→ WHAT THIS TASK INVOLVES: Reproduce the data below word for word, leaving out the pictures.

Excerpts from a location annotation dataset
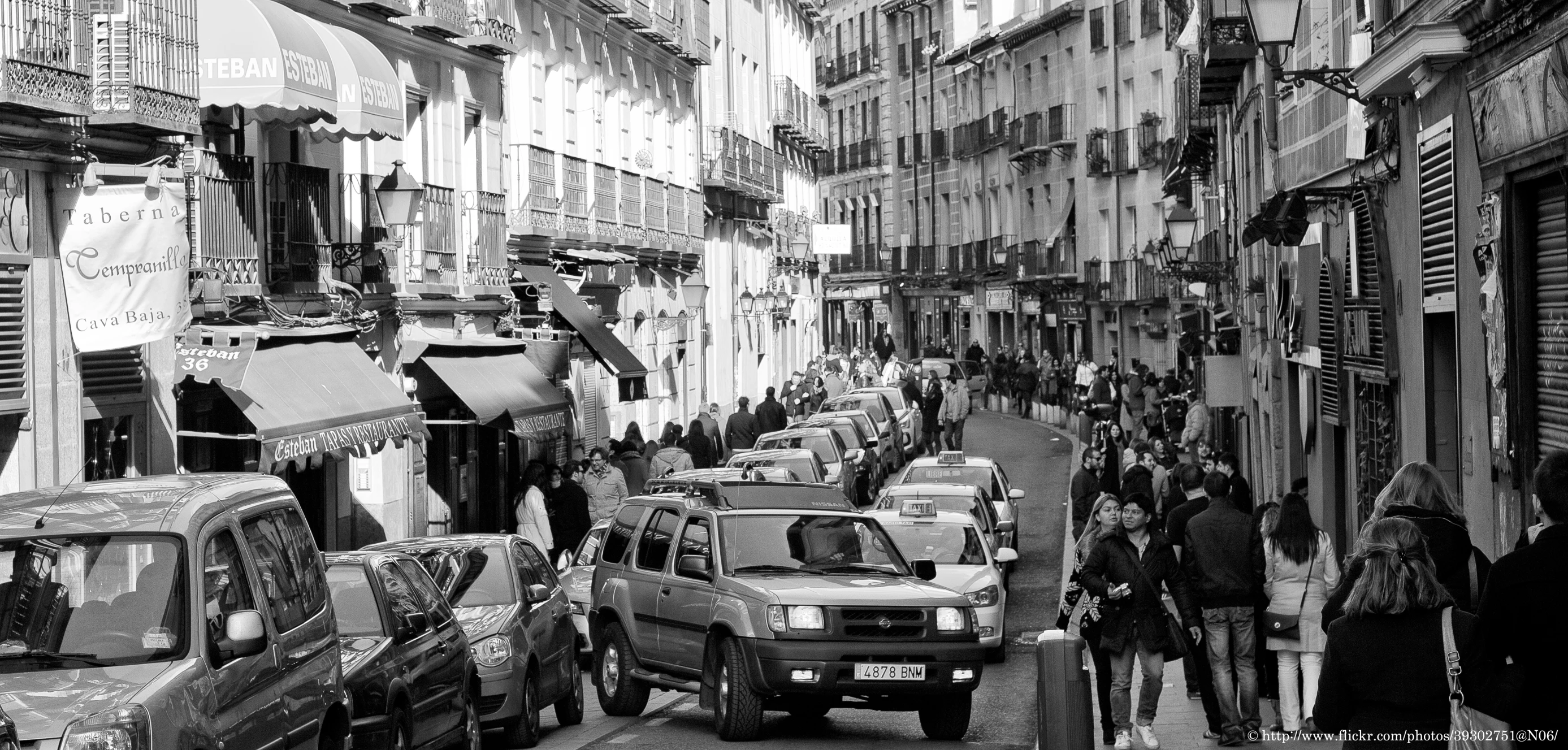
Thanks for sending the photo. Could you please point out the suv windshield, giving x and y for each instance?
(943, 543)
(807, 543)
(98, 601)
(821, 445)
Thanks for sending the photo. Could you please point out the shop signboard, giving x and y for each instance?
(126, 264)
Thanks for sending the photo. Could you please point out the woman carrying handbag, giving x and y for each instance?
(1299, 571)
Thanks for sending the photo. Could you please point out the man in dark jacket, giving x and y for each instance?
(770, 413)
(1085, 488)
(1225, 561)
(1127, 570)
(740, 431)
(1523, 609)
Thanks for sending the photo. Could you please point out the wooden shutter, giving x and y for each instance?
(1328, 340)
(1551, 318)
(13, 333)
(1363, 318)
(1437, 215)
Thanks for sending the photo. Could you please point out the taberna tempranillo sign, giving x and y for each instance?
(126, 264)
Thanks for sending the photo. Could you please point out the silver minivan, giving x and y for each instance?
(175, 613)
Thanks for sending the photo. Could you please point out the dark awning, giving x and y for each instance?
(311, 396)
(496, 381)
(571, 308)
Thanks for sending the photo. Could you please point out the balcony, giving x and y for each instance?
(145, 70)
(490, 29)
(485, 239)
(441, 18)
(45, 59)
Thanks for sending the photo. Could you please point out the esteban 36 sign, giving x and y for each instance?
(126, 264)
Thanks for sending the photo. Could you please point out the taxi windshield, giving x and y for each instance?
(92, 601)
(808, 543)
(946, 543)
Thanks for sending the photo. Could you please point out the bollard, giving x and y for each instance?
(1065, 714)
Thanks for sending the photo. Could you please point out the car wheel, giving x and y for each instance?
(524, 732)
(473, 732)
(947, 719)
(570, 710)
(738, 708)
(618, 692)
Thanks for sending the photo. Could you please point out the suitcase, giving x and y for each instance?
(1062, 691)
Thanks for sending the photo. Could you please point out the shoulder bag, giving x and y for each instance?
(1289, 627)
(1175, 634)
(1467, 724)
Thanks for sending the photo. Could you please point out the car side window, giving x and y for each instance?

→ RESPONSE TO THE TASK:
Thanks for sending the photo. Could you please point out the suv windshield, giving x and y for each instance?
(943, 543)
(807, 543)
(98, 601)
(821, 445)
Thanks for sending the photo. Could you please point out the shop signboard, giving x and y for each instance?
(126, 264)
Thanks for sending the photo. Could you please point out the woman carrying handbag, giving x and y for each instance?
(1299, 571)
Thanks for sending the photo. Could you please point out the man in dark jacket, giving x and y for each instance?
(770, 413)
(1085, 488)
(1225, 561)
(1127, 570)
(740, 431)
(1523, 609)
Thanks for sending the photo. Could you please point out the wooden shutter, giving x and y for each instance?
(1328, 340)
(1551, 318)
(13, 333)
(1363, 318)
(1437, 215)
Thanks for sending the photo. Could you please point out the taberna tempranillo sign, giving x and y for each instance?
(126, 264)
Thanks for sending the photo. Could you please point out the silver minivan, giving x and y for each instance?
(175, 613)
Thanks for sending the photo. Could you please point out the dark awning, giving x and y for each instance?
(311, 396)
(496, 381)
(571, 308)
Thanks for sending the photo. Could you please point out the balcony, giving x and y for each instance?
(145, 70)
(490, 29)
(485, 239)
(441, 18)
(45, 59)
Thanks for sending the photo. Could you please point out the esteban 36 sign, giving x and y for each instance?
(126, 264)
Thanks for sending the photo. Could you please point out the taxi windshield, giving x and y for each instance?
(92, 601)
(808, 543)
(946, 543)
Thanks for sending the photo. Could you please point out the bollard, giving x and y for each instance?
(1065, 714)
Thanks for sending the photo. Could you please point out the car wheel, giving x and y for each instance?
(524, 732)
(473, 732)
(947, 719)
(570, 710)
(738, 708)
(618, 692)
Thanks for sending the photo. Could you please point out the suitcase, giving x and y for each instance?
(1062, 691)
Thanks for sending the photo. Could you please point out the shoulder bag, giving x and y for each instance?
(1289, 627)
(1175, 634)
(1467, 724)
Thanks for sending the photo. Could you please point out the car side window, giving x and y for each instance?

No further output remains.